++++ INPUT FOR THIS TASK ++++

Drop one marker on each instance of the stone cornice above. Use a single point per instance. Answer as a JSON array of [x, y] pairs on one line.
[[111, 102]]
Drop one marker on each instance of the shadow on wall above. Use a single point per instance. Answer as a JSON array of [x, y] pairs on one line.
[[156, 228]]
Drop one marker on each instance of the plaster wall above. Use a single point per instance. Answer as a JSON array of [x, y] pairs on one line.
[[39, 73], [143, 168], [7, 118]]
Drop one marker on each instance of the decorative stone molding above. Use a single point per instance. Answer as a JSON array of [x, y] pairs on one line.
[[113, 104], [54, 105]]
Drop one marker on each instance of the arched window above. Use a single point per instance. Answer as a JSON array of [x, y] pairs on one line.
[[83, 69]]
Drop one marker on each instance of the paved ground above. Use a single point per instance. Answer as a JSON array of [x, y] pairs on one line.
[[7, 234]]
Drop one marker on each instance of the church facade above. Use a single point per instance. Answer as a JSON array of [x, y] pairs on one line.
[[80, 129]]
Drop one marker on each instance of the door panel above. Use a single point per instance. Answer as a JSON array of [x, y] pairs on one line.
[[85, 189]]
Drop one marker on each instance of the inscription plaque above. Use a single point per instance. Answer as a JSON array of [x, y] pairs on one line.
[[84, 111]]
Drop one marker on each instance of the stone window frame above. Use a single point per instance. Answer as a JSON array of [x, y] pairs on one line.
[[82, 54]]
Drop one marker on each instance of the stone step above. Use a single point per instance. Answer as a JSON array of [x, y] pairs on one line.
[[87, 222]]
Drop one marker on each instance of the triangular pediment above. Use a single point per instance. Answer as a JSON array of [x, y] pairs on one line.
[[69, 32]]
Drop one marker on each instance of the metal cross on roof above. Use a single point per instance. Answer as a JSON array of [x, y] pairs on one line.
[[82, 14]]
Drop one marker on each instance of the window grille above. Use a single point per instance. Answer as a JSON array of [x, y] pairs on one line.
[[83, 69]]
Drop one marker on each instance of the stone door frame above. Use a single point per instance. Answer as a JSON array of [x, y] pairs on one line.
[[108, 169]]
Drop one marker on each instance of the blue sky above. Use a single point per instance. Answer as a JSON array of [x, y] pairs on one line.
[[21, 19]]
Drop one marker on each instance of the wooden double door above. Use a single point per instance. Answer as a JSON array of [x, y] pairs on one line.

++++

THE PROBLEM: Copy every item above word for word, keeping the same order and line breaks.

TASK SOLUTION:
Drop one marker on each instance of the stone cornice above. Use a single point per instance. Answer as a JSON array of [x, y] pairs on one line.
[[111, 102]]
Drop one marker on each instance of the shadow on wall above. Use a single point per instance. Answer as a JSON array of [x, y] pairs on one line.
[[156, 228]]
Drop one marker on each instance of the plaster wall above. Use a single point per instance. Answer as a JSON array of [x, y] pairs on one line.
[[39, 73], [143, 168], [7, 118]]
Drop one marker on each instance of the decorative stone molding above. Use a single point per instance. Answer as a JSON array of [x, y] pairs on one line.
[[113, 104], [54, 105]]
Drop one marker on each instance of the arched window above. Use a single point per instance. Answer as a JSON array of [x, y] pairs on one line.
[[83, 69]]
Drop one marker on each instance of the paved ground above. Use a single point per instance. Answer as a JSON array of [x, y] pairs on one line.
[[7, 234]]
Drop one marker on each instance of the church facade above. Use a single point per instance. Answer as a JSON array of [x, y] pairs on one line.
[[80, 129]]
Drop one marker on each instance of the door panel above. Use a single point per instance. Answer as a JSON array of [x, y] pairs on one line.
[[85, 189]]
Drop one marker on each instance of the inscription plaque above. Use a single point per instance. Answer as a JSON array of [x, y] pairs on one line.
[[84, 111]]
Drop one marker on each instance of the stone window frame above. Use a single point per instance. Answer as a JSON array of [x, y] pairs on one line.
[[82, 54]]
Drop one marker on each instance of the stone step above. Use a single point per instance. Answer as a JSON array of [x, y] pairs on one line.
[[87, 222]]
Drop one marker on each instance of the triangular pediment above. Use a single point per instance. Answer as a JSON array of [x, y] pairs on one line.
[[69, 32]]
Drop one marker on each instance of the metal cross on roof above. Use a single point per instance. Answer as a JSON array of [x, y] pairs on one line.
[[82, 14]]
Drop one marker on each instance of the window grille above. Use a single point per instance. Answer as a JSON array of [x, y] pairs on one line.
[[83, 69]]
Drop one marker on each instance of the stone door frame above. Use a single point per instance. Answer as a JSON array of [x, y] pairs on one line.
[[108, 169]]
Drop one marker on each instance of the blue sky above. Use a single point per instance. Answer as a JSON array of [x, y] pairs on one line.
[[21, 19]]
Drop one marker on each instance of the wooden double door above. Use a single point per instance. Answer as a JSON array of [x, y] pairs on one line.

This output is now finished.